-
1.
0ben de anlatıcam amk. artık dayanamıyorum paylaşmam lazım.
-
2.
0toplaşın başlıyorum
-
3.
0en başından başlıycam hikayeme. 9 çocuklu bir ailenin son tohumu olarak gelmişim bu dıbına kodumun yerine. babam ilk karısından sonra annemle evlenmiş ve 10. olarak ben gelmişim. babam o zamanlar iyi kazanan bir tüccarmış. o yüzden de çocuklarının ne eksiği varsa yağdırırmış resmen. 2 sini yurtdışına göndermiş( ki onlardan bi gib olmadan geri dönmüşler), hepsine evler arabalar fln filan. durumumuz iyiymiş yani. benim aklımın yettiği zamanlar ise o kadar olmasa bile yine de fena değildik bi eksiğimiz yoktu. ama günden güne de taka gidiyormuşuz meğerse.
-
4.

Alıştırma Gereksinimleri:
a. Lütfen kaynak metinde "0toplaşın başlıyorum" ifadesinden "taka gidiyormuşuz meğerse." ifadesine kadar olan bölümü hiçbir değişiklik yapmadan yeniden yazın.
b. Kaynak metne göre babanın çocuklarına sağladığı şeyleri sıralayın.
c. Kaynak metinde anlatıcının babası o zamanlar ne iş yapıyordu?
Aşağıdaki malzeme başka bir kaynaktan alınmıştır.

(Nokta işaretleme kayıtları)

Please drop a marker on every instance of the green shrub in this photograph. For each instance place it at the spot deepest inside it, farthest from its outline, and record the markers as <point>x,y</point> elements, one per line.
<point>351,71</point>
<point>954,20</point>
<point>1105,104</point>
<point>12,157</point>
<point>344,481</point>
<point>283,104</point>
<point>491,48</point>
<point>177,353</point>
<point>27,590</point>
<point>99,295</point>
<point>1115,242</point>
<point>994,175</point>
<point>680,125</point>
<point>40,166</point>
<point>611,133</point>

...

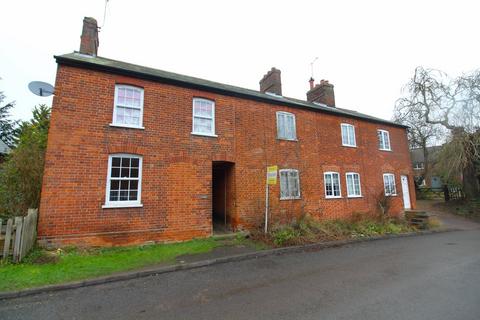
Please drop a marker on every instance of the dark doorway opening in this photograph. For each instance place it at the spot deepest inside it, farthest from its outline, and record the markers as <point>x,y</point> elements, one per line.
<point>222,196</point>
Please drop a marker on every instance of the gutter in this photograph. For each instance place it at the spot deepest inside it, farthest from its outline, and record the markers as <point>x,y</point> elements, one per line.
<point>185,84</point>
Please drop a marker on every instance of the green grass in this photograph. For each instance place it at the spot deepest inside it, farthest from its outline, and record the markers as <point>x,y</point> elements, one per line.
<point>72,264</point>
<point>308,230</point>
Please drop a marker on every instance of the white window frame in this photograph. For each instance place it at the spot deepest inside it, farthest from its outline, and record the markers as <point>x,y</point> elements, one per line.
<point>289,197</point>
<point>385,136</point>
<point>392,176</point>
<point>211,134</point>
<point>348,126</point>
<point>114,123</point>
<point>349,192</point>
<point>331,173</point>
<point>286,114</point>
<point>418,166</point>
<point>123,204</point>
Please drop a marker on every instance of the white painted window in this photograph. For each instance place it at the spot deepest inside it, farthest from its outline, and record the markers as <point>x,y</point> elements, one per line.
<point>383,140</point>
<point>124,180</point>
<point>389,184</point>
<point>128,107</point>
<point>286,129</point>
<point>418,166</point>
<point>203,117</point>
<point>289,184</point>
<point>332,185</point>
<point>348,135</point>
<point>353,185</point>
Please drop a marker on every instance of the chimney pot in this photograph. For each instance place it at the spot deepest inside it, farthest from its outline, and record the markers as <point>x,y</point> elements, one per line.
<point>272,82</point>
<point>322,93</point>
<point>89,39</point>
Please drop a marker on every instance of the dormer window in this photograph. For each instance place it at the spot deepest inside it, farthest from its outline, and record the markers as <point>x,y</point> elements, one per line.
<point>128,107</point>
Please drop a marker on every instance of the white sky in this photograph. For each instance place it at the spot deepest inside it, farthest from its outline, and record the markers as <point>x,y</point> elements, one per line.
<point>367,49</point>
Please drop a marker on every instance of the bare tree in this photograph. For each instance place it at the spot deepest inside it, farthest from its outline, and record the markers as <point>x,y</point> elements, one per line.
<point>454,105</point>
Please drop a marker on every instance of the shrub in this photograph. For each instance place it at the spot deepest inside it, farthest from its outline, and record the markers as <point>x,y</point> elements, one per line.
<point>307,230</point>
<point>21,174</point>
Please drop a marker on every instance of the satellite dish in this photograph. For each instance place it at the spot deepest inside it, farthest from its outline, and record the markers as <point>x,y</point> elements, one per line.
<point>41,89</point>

Beklenen Çıktılar:
a.
0toplaşın başlıyorum
-
3.
0en başından başlıycam hikayeme. 9 çocuklu bir ailenin son tohumu olarak gelmişim bu dıbına kodumun yerine. babam ilk karısından sonra annemle evlenmiş ve 10. olarak ben gelmişim. babam o zamanlar iyi kazanan bir tüccarmış. o yüzden de çocuklarının ne eksiği varsa yağdırırmış resmen. 2 sini yurtdışına göndermiş( ki onlardan bi gib olmadan geri dönmüşler), hepsine evler arabalar fln filan. durumumuz iyiymiş yani. benim aklımın yettiği zamanlar ise o kadar olmasa bile yine de fena değildik bi eksiğimiz yoktu. ama günden güne de taka gidiyormuşuz meğerse.

b. İki çocuğu yurtdışına göndermesi, evler, arabalar

c. İyi kazanan bir tüccardı.